━━ Material supplied
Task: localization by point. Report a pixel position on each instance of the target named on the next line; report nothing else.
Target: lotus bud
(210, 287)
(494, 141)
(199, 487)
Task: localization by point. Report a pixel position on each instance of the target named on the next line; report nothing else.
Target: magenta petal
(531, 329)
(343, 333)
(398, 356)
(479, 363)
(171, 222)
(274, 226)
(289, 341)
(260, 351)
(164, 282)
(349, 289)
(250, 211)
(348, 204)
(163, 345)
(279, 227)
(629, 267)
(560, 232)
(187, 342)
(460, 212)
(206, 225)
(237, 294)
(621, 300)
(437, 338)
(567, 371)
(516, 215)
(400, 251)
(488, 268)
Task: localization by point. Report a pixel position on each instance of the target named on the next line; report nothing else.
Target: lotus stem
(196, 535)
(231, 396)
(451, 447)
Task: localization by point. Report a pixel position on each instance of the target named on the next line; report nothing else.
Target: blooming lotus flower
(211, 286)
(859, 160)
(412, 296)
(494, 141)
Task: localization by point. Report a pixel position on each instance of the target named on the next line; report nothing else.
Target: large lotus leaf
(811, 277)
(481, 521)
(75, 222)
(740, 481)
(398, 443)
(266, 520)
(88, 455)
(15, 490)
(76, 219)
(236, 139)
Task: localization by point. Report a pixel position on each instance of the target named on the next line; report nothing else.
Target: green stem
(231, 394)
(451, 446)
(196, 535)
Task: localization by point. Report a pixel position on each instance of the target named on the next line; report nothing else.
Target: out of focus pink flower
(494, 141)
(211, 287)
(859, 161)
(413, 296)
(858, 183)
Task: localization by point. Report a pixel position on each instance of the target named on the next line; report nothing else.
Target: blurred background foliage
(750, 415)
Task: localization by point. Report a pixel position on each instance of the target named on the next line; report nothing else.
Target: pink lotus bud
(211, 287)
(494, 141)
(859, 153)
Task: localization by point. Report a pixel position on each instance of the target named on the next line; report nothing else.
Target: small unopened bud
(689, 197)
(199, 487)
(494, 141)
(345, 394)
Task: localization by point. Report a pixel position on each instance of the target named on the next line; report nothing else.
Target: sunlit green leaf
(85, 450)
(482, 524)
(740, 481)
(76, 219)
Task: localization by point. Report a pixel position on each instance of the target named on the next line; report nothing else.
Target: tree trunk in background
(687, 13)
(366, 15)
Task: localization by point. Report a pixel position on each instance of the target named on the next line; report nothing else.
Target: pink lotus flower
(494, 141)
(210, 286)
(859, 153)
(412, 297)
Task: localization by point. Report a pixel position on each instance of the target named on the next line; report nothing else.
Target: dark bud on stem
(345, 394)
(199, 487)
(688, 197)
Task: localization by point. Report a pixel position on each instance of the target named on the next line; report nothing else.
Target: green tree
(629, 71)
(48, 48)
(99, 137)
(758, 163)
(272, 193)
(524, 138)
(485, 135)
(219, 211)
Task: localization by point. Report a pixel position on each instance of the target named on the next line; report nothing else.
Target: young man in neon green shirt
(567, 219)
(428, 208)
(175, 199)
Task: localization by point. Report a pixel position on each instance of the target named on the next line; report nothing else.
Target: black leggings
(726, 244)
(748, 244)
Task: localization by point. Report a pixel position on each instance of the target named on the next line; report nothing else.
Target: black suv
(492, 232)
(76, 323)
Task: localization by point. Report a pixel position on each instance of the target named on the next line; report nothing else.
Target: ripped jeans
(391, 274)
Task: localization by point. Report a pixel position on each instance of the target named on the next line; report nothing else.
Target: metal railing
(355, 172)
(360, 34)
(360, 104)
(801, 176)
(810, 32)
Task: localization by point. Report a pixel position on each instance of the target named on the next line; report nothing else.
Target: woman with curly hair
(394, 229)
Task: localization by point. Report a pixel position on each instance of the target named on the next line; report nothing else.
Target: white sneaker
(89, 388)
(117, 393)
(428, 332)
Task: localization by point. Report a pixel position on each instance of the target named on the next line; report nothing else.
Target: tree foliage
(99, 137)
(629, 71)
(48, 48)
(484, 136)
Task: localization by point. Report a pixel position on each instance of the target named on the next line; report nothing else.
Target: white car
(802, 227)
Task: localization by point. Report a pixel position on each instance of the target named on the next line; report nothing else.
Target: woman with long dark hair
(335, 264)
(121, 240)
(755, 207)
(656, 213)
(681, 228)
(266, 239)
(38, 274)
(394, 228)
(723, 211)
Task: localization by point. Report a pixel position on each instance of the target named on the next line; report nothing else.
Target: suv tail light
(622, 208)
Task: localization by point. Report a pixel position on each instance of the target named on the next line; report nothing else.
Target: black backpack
━━━━
Repeat the whole of the data verbatim, as it reads above.

Response for this exercise:
Task: localization by point. Report a pixel position on each instance of the target named on the next line; report nothing else.
Target: lotus bud
(210, 287)
(494, 141)
(199, 487)
Task: localization by point. Report a pixel position on each instance of the target named on the next line; report nothing else.
Target: magenta petal
(531, 329)
(343, 333)
(398, 356)
(479, 363)
(171, 222)
(274, 226)
(289, 341)
(260, 351)
(164, 282)
(349, 289)
(250, 211)
(348, 204)
(163, 345)
(279, 227)
(629, 267)
(560, 232)
(187, 342)
(460, 212)
(206, 225)
(237, 294)
(621, 300)
(437, 338)
(567, 371)
(516, 215)
(400, 251)
(488, 268)
Task: localization by point. Report a pixel position on each instance of the target named on the next line; report nothing else.
Target: lotus stem
(196, 535)
(231, 396)
(451, 447)
Task: localization by point. Report a pixel position on each instance of the target named on the next line; report nothing else.
Target: blooming lotus flower
(211, 286)
(859, 160)
(412, 296)
(494, 141)
Task: localization by point. Report a pixel position on each instance of the target named on the next line; report nothing else.
Target: large lotus leaf
(811, 277)
(481, 521)
(75, 222)
(740, 481)
(398, 443)
(266, 520)
(88, 455)
(15, 490)
(76, 219)
(236, 139)
Task: localization by point. Report a pixel position on each instance of the target named on the next line; report nothing else.
Target: green stem
(231, 394)
(451, 446)
(196, 535)
Task: localization by point. Report a pixel position on each instance of the target named on the next line; report nothing else.
Target: out of focus pink flower
(494, 141)
(211, 287)
(859, 161)
(413, 296)
(858, 183)
Task: localization by point. Report a pixel position on each instance of the target named on the next line; report nothing else.
Target: blurred background foliage
(750, 415)
Task: localization by point. Report a pixel position on each instance of the target named on the next line; report nothing else.
Target: pink lotus bud
(211, 287)
(494, 141)
(859, 153)
Task: localization by point. Report a pixel position on each instance of the target named on the next line; report nothing else.
Target: small unopened bud
(689, 197)
(199, 487)
(494, 141)
(345, 394)
Task: localization by point. Report a pixel position on each instance of the target named on the next line; report nothing else.
Target: sunlit green leaf
(85, 450)
(482, 524)
(740, 481)
(76, 219)
Task: localization by point. Report a pixel position on each instance of the target named on the next line; report nothing else.
Target: tree trunk in background
(687, 13)
(366, 15)
Task: localization by point. Report a pixel position on each instance of the target named on the next line; report nothing else.
Target: pink lotus flower
(494, 141)
(210, 286)
(859, 153)
(412, 297)
Task: localization by point. Report a pixel position on each instance of the target named on the next line; report nothing else.
Target: dark bud on stem
(345, 394)
(199, 487)
(688, 197)
Task: localization by point. Report a pixel position on each instance of the target named on the next line; report nothing else.
Target: green tree
(629, 71)
(48, 48)
(99, 137)
(758, 163)
(272, 193)
(524, 138)
(485, 135)
(219, 211)
Task: localization by point. Report a pixel position on each instance of the target named on the next line; report nothing else.
Target: young man in neon green shirt
(567, 219)
(428, 208)
(175, 199)
Task: localization by point. Report a pixel position on each instance of the target named on the next line; report nothing else.
Target: black leggings
(726, 244)
(748, 244)
Task: localization by point. Report a pixel position on each instance of the target named on the next line; report nothing else.
Target: black suv
(492, 232)
(76, 323)
Task: localization by point. Report a pixel position on each instance of the target named on the next line; report nothing else.
Target: ripped jeans
(391, 274)
Task: localization by point. Report a pixel position on each instance of the target named on the next line; report nothing else.
Target: metal railing
(355, 172)
(360, 34)
(360, 104)
(801, 176)
(810, 32)
Task: localization by point. Report a pixel position on each instance of the target named on the next line; report nothing else.
Target: woman with curly hair
(394, 229)
Task: localization by point. Report a pixel position on each instance of the target named on the next line; report nothing else.
Target: white sneaker
(89, 388)
(117, 393)
(428, 332)
Task: localization by point. Report a pixel position on each instance of the target named on the next line; report nothing else.
Target: tree foliage
(99, 137)
(629, 71)
(48, 48)
(484, 136)
Task: localization by point. Report a pixel position on each instance of the target named on the next line; report nothing else.
Target: white car
(802, 227)
Task: localization by point. Report a pixel position on each instance of the target named on the next line; report nothing else.
Target: woman with long dark hair
(335, 264)
(121, 240)
(755, 207)
(656, 213)
(681, 228)
(266, 239)
(38, 274)
(394, 228)
(723, 211)
Task: localization by point. Report a pixel position on each instance of the target named on the next line; report nothing else.
Target: suv tail light
(622, 208)
Task: localization by point. Report a pixel position on each instance of the target named on the next line; report nothing else.
Target: black backpack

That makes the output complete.